SOURCE EXTRACT:
++++++++++++++++++++

Theft from a shop or stall
Triable either way
Maximum: 7 years’ custody (except for an offence of low-value shoplifting which is treated as a summary only offence in accordance with section 22A of the Magistrates’ Courts Act 1980 where the maximum is 6 months’ custody)
Offence range: Discharge – 3 years’ custody
In accordance with section 120 of the Coroners and Justice Act 2009, the Sentencing Council issues this definitive guideline. It applies to all offenders aged 18 and older, who are sentenced on or after 1 February 2016, regardless of the date of the offence.
Section 125(1) of the Coroners and Justice Act 2009 provides that when sentencing offences committed after 6 April 2010:
“Every court –
(a) must, in sentencing an offender, follow any sentencing guidelines which are relevant to the offender’s case,
(b) must, in exercising any other function relating to the sentencing of offenders, follow any sentencing guidelines which are relevant to the exercise of the function, unless the court is satisfied that it would be contrary to the interests of justice to do so.”
This guideline applies only to offenders aged 18 and older. General principles to be considered in the sentencing of youths are in the Sentencing Guidelines Council’s definitive guideline, Overarching Principles – Sentencing Youths.
Structure, ranges and starting points
For the purposes of section 125(3)–(4) of the Coroners and Justice Act 2009, the guideline specifies offence ranges – the range of sentences appropriate for each type of offence. Within each offence, the Council has specified a number of categories which reflect varying degrees of seriousness. The offence range is split into category ranges – sentences appropriate for each level of seriousness. The Council has also identified a starting point within each category.
Starting points define the position within a category range from which to start calculating the provisional sentence. The court should consider further features of the offence or the offender that warrant adjustment of the sentence within the range, including the aggravating and mitigating factors set out at step two. Starting points and ranges apply to all offenders, whether they have pleaded guilty or been convicted after trial. Credit for a guilty plea is taken into consideration only at step four in the decision making process, after the appropriate sentence has been identified.
Step 1 – Determining the offence category
The court should determine the offence category with reference only to the factors identified in the following lists. In order to determine the category the court should assess culpability and harm.
The level of culpability is determined by weighing up all the factors of the case to determine the offender’s role and the extent to which the offending was planned and the sophistication with which it was carried out.
Culpability demonstrated by one or more of the following
A – High culpability
- A leading role where offending is part of a group activity
- Involvement of others through coercion, intimidation or exploitation
- Sophisticated nature of offence/significant planning
- Significant use or threat of force
- Offender subject to a banning order from the relevant store
- Child accompanying offender is actively used to facilitate the offence (not merely present when offence is committed)
B – Medium culpability
- A significant role where offending is part of a group activity
- Some degree of planning involved
- Limited use or threat of force
- All other cases where characteristics for categories A or C are not present
C – Lesser culpability
- Performed limited function under direction
- Involved through coercion, intimidation or exploitation
- Little or no planning
- Mental disorder/learning disability where linked to commission of the offence
Where there are characteristics present which fall under different levels of culpability, the court should balance these characteristics to reach a fair assessment of the offender’s culpability.

++++++++++++++++++++

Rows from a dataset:
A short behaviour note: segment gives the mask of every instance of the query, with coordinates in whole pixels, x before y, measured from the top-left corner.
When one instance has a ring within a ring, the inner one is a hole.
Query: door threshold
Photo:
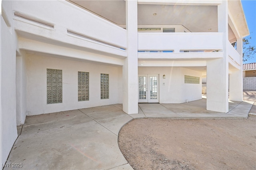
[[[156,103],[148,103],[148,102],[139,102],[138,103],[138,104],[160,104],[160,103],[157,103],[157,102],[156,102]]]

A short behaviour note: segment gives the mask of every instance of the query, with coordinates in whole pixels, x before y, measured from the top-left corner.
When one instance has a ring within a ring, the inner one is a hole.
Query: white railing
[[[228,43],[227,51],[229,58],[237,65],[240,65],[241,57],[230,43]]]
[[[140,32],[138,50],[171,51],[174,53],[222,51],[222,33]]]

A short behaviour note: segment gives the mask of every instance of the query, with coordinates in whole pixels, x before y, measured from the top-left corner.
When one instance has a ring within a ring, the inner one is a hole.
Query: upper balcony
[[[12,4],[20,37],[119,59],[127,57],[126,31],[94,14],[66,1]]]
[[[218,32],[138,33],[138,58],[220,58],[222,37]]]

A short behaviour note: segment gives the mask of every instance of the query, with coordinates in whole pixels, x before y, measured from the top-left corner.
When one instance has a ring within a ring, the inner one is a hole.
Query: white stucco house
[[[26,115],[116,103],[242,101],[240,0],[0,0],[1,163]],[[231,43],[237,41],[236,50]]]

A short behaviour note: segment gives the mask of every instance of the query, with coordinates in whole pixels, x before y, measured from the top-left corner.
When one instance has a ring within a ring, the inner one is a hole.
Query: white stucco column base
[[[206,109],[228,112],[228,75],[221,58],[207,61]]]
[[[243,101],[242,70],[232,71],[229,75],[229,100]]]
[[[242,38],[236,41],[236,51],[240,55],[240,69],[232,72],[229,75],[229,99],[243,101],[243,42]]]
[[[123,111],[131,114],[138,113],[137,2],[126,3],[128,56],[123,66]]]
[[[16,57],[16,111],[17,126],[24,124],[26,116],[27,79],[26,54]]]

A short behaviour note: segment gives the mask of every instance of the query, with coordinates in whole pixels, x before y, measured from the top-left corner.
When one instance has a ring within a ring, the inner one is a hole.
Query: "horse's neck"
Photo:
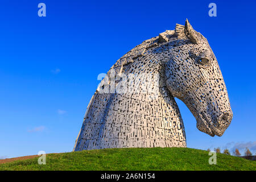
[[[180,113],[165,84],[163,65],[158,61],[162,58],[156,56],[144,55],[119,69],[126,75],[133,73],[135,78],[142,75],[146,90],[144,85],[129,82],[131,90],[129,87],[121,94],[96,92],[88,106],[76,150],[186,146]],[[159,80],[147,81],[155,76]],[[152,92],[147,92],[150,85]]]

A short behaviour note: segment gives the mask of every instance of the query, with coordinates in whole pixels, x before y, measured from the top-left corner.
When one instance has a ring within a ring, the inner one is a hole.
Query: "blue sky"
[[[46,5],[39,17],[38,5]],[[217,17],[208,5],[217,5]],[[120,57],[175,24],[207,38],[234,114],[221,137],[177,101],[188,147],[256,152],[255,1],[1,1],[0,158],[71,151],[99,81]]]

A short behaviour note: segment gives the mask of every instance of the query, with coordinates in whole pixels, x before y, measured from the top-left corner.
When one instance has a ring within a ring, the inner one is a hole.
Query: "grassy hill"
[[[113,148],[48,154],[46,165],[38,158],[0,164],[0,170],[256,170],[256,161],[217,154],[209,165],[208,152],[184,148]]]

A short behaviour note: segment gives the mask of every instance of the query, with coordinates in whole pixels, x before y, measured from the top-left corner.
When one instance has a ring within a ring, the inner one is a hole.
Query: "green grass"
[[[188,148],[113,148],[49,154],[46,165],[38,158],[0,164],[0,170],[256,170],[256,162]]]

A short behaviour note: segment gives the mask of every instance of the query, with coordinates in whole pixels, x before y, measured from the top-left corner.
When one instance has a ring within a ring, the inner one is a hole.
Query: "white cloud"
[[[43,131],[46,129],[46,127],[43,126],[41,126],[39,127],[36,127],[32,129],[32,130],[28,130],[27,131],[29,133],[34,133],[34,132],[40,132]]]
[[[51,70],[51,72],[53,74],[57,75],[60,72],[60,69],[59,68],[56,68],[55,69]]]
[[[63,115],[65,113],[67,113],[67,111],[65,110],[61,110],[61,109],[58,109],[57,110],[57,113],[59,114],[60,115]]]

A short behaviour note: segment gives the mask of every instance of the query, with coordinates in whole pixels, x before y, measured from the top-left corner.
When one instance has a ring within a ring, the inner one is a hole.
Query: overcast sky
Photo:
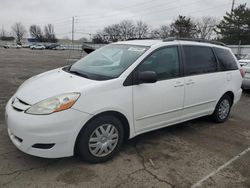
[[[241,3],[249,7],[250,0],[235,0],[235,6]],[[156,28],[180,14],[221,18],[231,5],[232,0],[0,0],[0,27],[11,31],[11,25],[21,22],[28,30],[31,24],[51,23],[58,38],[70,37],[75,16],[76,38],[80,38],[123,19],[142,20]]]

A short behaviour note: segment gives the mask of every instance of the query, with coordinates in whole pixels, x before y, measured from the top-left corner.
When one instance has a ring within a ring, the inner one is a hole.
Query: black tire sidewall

++++++++++++++++++++

WORK REQUEST 1: Copy the part of the sentencing guideline that opens with the words containing "Section 125(1) of" and closes with "Principles – Sentencing Youths.".
WORK REQUEST 2: List every factor that the sentencing guideline gives under high culpability.
The rows come from a different source than the sentencing guideline.

TASK RESPONSE 1:
Section 125(1) of the Coroners and Justice Act 2009 provides that when sentencing offences committed after 6 April 2010:
“Every court –
(a) must, in sentencing an offender, follow any sentencing guidelines which are relevant to the offender’s case,
(b) must, in exercising any other function relating to the sentencing of offenders, follow any sentencing guidelines which are relevant to the exercise of the function, unless the court is satisfied that it would be contrary to the interests of justice to do so.”
This guideline applies only to offenders aged 18 and older. General principles to be considered in the sentencing of youths are in the Sentencing Guidelines Council’s definitive guideline, Overarching Principles – Sentencing Youths.

TASK RESPONSE 2:
- A leading role where offending is part of a group activity
- Involvement of others through coercion, intimidation or exploitation
- Sophisticated nature of offence/significant planning
- Significant use or threat of force
- Offender subject to a banning order from the relevant store
- Child accompanying offender is actively used to facilitate the offence (not merely present when offence is committed)